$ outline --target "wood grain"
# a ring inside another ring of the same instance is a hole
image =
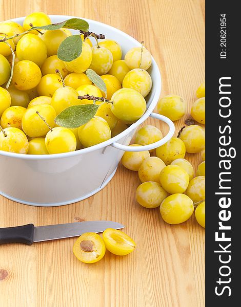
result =
[[[143,40],[162,73],[162,96],[183,96],[188,117],[205,78],[204,5],[204,0],[0,0],[0,20],[42,11],[97,20]],[[177,132],[186,117],[176,123]],[[165,133],[157,121],[147,122]],[[196,169],[199,155],[187,158]],[[0,196],[0,227],[113,220],[126,225],[137,245],[126,257],[107,252],[92,265],[73,256],[74,238],[2,246],[0,306],[204,306],[204,229],[194,216],[172,226],[158,208],[142,208],[135,201],[139,184],[136,173],[120,166],[102,191],[73,205],[35,208]]]

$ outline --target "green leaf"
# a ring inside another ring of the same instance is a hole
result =
[[[67,20],[66,23],[63,28],[73,29],[74,30],[81,30],[85,32],[89,31],[89,25],[87,21],[78,18],[72,18]]]
[[[89,31],[89,24],[87,21],[79,18],[72,18],[67,20],[64,20],[61,23],[52,24],[47,26],[33,27],[29,29],[31,31],[34,29],[42,29],[42,30],[58,30],[62,28],[66,29],[73,29],[74,30],[81,30],[87,32]]]
[[[68,107],[55,118],[55,123],[66,128],[78,128],[92,118],[99,106],[96,104],[82,104]]]
[[[64,20],[62,23],[58,23],[57,24],[52,24],[52,25],[47,25],[47,26],[38,26],[37,27],[33,27],[29,29],[29,31],[31,31],[34,29],[41,29],[42,30],[58,30],[63,28],[65,24],[68,20]]]
[[[106,98],[107,92],[106,85],[101,77],[99,77],[95,71],[90,69],[87,69],[86,71],[86,75],[90,81],[91,81],[96,86],[105,93]]]
[[[57,55],[65,62],[71,62],[82,52],[82,39],[79,35],[68,36],[61,43]]]

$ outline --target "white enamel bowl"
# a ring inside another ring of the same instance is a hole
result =
[[[58,23],[72,16],[50,17],[53,23]],[[24,17],[13,20],[23,24]],[[91,31],[118,41],[124,55],[130,48],[140,46],[137,40],[117,29],[86,20]],[[167,142],[173,135],[173,123],[165,116],[152,113],[159,99],[162,85],[160,73],[154,59],[148,72],[153,86],[147,98],[146,113],[136,122],[111,139],[91,147],[57,155],[35,156],[0,151],[0,194],[15,202],[33,206],[75,203],[95,194],[107,184],[115,174],[124,150],[149,150]],[[153,144],[128,146],[136,128],[149,116],[166,122],[169,126],[168,134]]]

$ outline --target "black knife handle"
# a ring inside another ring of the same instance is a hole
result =
[[[33,243],[34,234],[34,225],[32,224],[0,228],[0,244],[24,243],[31,245]]]

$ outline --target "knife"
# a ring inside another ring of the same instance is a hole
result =
[[[85,232],[103,232],[107,228],[120,229],[125,226],[115,222],[90,221],[46,226],[35,227],[33,224],[0,228],[0,245],[24,243],[79,236]]]

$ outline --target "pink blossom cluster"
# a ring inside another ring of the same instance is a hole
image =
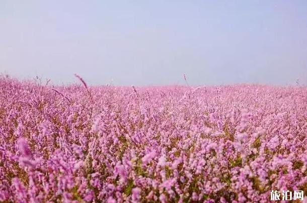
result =
[[[0,201],[307,194],[305,86],[82,83],[0,78]]]

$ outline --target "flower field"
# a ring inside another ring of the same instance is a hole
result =
[[[307,195],[306,86],[90,86],[79,78],[53,86],[0,77],[0,201]]]

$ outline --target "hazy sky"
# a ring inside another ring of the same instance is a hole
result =
[[[0,72],[54,83],[307,84],[307,1],[0,0]]]

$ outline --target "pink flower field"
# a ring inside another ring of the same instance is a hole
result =
[[[79,79],[53,86],[0,77],[0,201],[307,195],[305,86],[94,86]]]

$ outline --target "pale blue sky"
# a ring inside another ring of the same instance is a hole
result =
[[[0,1],[0,72],[54,83],[307,83],[307,1]]]

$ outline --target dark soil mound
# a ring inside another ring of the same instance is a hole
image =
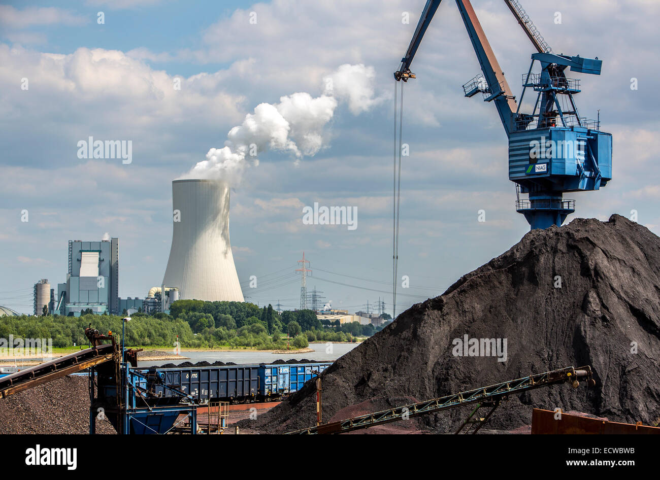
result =
[[[465,335],[506,339],[506,361],[455,356],[453,342]],[[422,400],[583,365],[592,367],[595,388],[556,385],[515,396],[488,427],[529,425],[533,406],[657,421],[660,238],[618,215],[607,222],[576,219],[531,231],[441,296],[401,314],[322,374],[323,417],[368,400],[392,403],[374,400],[379,398]],[[313,425],[315,402],[315,382],[309,382],[244,427],[283,432]],[[451,431],[467,408],[427,415],[423,422]]]

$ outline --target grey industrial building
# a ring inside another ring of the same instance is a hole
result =
[[[67,281],[57,284],[55,313],[79,316],[121,313],[119,305],[119,239],[69,241]]]

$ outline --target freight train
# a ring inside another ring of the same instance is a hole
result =
[[[204,403],[222,400],[232,404],[270,402],[298,392],[332,362],[253,363],[210,367],[129,368],[139,372],[131,383],[167,398],[176,393],[191,395]],[[166,386],[170,388],[166,388]]]

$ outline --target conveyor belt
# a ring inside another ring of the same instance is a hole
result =
[[[360,417],[354,417],[346,420],[325,423],[317,427],[288,432],[290,434],[323,434],[323,433],[344,433],[346,432],[366,429],[375,425],[383,425],[398,420],[405,420],[411,417],[416,417],[425,413],[446,410],[451,408],[461,407],[470,404],[478,404],[480,406],[493,407],[493,410],[499,405],[502,400],[506,400],[509,395],[521,393],[526,390],[534,390],[541,387],[548,386],[557,383],[573,382],[575,388],[578,387],[578,379],[586,379],[587,384],[593,384],[591,367],[581,367],[574,369],[567,367],[565,369],[553,370],[544,373],[530,375],[522,378],[510,380],[508,382],[496,384],[490,386],[475,388],[467,392],[461,392],[452,395],[447,395],[432,400],[411,404],[403,407],[397,407],[389,410],[377,411]],[[472,415],[476,412],[473,411]],[[491,411],[490,413],[492,413]],[[483,419],[487,421],[490,413]],[[468,419],[469,421],[470,419]],[[467,421],[466,421],[466,423]],[[465,426],[465,423],[463,426]],[[461,427],[463,429],[463,427]],[[458,432],[457,432],[457,433]]]
[[[7,375],[0,378],[0,398],[94,365],[112,361],[115,354],[112,344],[99,345]]]

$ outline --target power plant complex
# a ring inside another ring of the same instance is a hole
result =
[[[213,180],[172,183],[172,247],[163,284],[179,298],[244,301],[229,242],[229,186]]]

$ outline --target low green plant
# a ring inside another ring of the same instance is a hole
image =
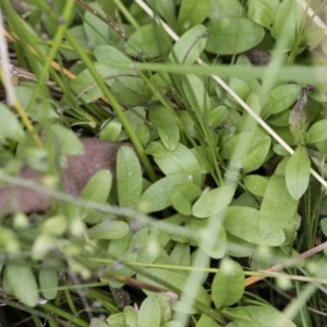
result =
[[[325,326],[326,1],[300,2],[1,2],[5,319]]]

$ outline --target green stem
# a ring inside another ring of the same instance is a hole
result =
[[[144,148],[140,142],[140,140],[137,138],[134,130],[132,129],[126,116],[124,114],[123,110],[121,109],[120,105],[118,104],[118,101],[116,100],[116,98],[113,97],[113,95],[111,94],[111,92],[109,90],[107,84],[104,82],[104,80],[101,78],[101,76],[99,75],[99,73],[97,72],[97,70],[95,69],[93,62],[89,60],[89,58],[84,53],[84,51],[81,50],[80,45],[77,43],[77,40],[71,35],[71,33],[69,31],[65,31],[65,36],[66,39],[69,40],[69,43],[72,45],[72,47],[76,50],[76,52],[78,53],[81,60],[84,62],[84,64],[86,65],[86,68],[89,70],[89,72],[92,73],[92,75],[94,76],[95,81],[97,82],[97,84],[99,85],[100,89],[104,92],[105,96],[107,97],[107,99],[109,100],[112,109],[114,110],[118,119],[120,120],[121,124],[123,125],[123,128],[125,129],[126,133],[129,134],[134,148],[145,168],[145,171],[147,172],[149,179],[152,182],[155,182],[157,180],[156,174],[153,170],[153,167],[147,158],[147,156],[144,153]]]

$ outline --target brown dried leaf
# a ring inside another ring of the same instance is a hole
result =
[[[101,169],[109,169],[116,177],[116,161],[119,148],[129,145],[123,142],[105,142],[97,138],[82,138],[84,155],[69,156],[63,170],[64,187],[68,194],[78,196],[89,179]],[[37,183],[43,174],[24,167],[20,178]],[[50,207],[51,197],[38,191],[25,187],[5,185],[0,187],[0,213],[44,211]]]

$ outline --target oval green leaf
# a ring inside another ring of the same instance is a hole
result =
[[[267,118],[290,108],[296,101],[300,90],[301,86],[296,84],[279,85],[270,90],[264,109],[264,117]]]
[[[38,288],[33,270],[27,264],[8,264],[5,279],[13,294],[25,305],[34,307],[38,302]]]
[[[268,179],[259,174],[249,174],[244,178],[244,185],[252,194],[264,196],[268,186]]]
[[[213,300],[217,308],[232,305],[244,293],[244,272],[240,264],[223,259],[213,281]]]
[[[218,214],[230,204],[234,192],[234,186],[220,186],[204,193],[193,205],[193,216],[206,218]]]
[[[55,269],[41,268],[38,275],[40,291],[47,300],[53,300],[58,293],[58,274]]]
[[[169,59],[173,63],[193,63],[205,48],[207,33],[203,25],[193,26],[173,46]]]
[[[275,16],[280,4],[279,0],[249,0],[247,15],[257,24],[271,29],[275,25]]]
[[[179,12],[179,25],[183,31],[201,24],[207,16],[211,0],[183,0]]]
[[[15,114],[0,102],[0,140],[20,141],[24,137],[24,130]]]
[[[160,140],[169,150],[174,150],[180,141],[177,119],[165,107],[158,106],[149,112],[150,122],[158,129]]]
[[[61,154],[71,156],[84,154],[83,144],[72,130],[68,130],[60,124],[52,124],[50,130],[56,137]]]
[[[136,29],[125,44],[126,52],[132,57],[144,59],[159,57],[170,48],[165,29],[156,24],[144,25]]]
[[[171,205],[170,192],[180,183],[192,183],[186,173],[170,174],[145,190],[140,198],[140,207],[146,213],[162,210]]]
[[[299,145],[286,166],[286,183],[293,198],[299,199],[307,189],[311,162],[307,150]]]
[[[213,20],[207,24],[206,50],[218,55],[234,55],[254,48],[263,39],[264,28],[244,19]]]
[[[199,283],[195,283],[192,282],[190,284],[190,278],[183,275],[180,275],[178,272],[174,271],[170,271],[170,270],[166,270],[166,269],[159,269],[159,268],[145,268],[144,271],[146,272],[146,275],[148,277],[145,277],[141,274],[137,274],[137,279],[148,282],[150,284],[157,284],[160,287],[165,287],[165,284],[160,284],[159,280],[166,281],[170,284],[172,284],[173,287],[175,287],[181,293],[183,292],[183,294],[185,294],[185,296],[187,296],[187,293],[190,294],[195,294],[195,299],[209,306],[210,305],[210,298],[208,292],[204,289],[203,286],[201,286]],[[156,279],[158,281],[154,281],[153,279],[150,279],[150,276],[155,276]],[[190,288],[187,289],[186,286]],[[145,290],[146,294],[152,294],[150,291]],[[181,299],[181,301],[183,301],[183,299]],[[190,301],[187,301],[186,304],[189,304]],[[189,305],[187,305],[189,306]],[[190,311],[190,308],[189,308]]]
[[[290,195],[283,177],[270,177],[259,214],[263,237],[281,232],[295,214],[298,203]]]
[[[201,185],[201,166],[194,154],[181,143],[174,150],[166,149],[162,156],[154,159],[166,175],[189,173],[190,178],[193,179],[193,183]]]
[[[314,123],[306,132],[310,140],[308,144],[315,144],[327,140],[327,119],[322,119]]]
[[[114,240],[124,237],[129,230],[126,222],[108,219],[90,227],[87,234],[92,240]]]
[[[192,203],[201,195],[201,189],[195,184],[182,183],[172,187],[170,201],[177,211],[184,216],[192,214]]]
[[[147,296],[141,304],[137,315],[138,327],[160,327],[161,310],[157,298]]]
[[[222,223],[229,233],[249,243],[279,246],[284,241],[282,231],[264,238],[259,231],[259,211],[251,207],[228,207]]]
[[[117,189],[121,207],[135,206],[142,193],[142,169],[130,146],[120,147],[117,156]]]

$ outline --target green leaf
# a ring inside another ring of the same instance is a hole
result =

* * * *

## WHAT YOU ARE ASKED TO DO
Copy only this span: the line that contains "--target green leaf", the last line, and every line between them.

## CORRECT RESPONSE
$ outline --target green leaf
# a ring inside another ring of the same instance is a hole
result =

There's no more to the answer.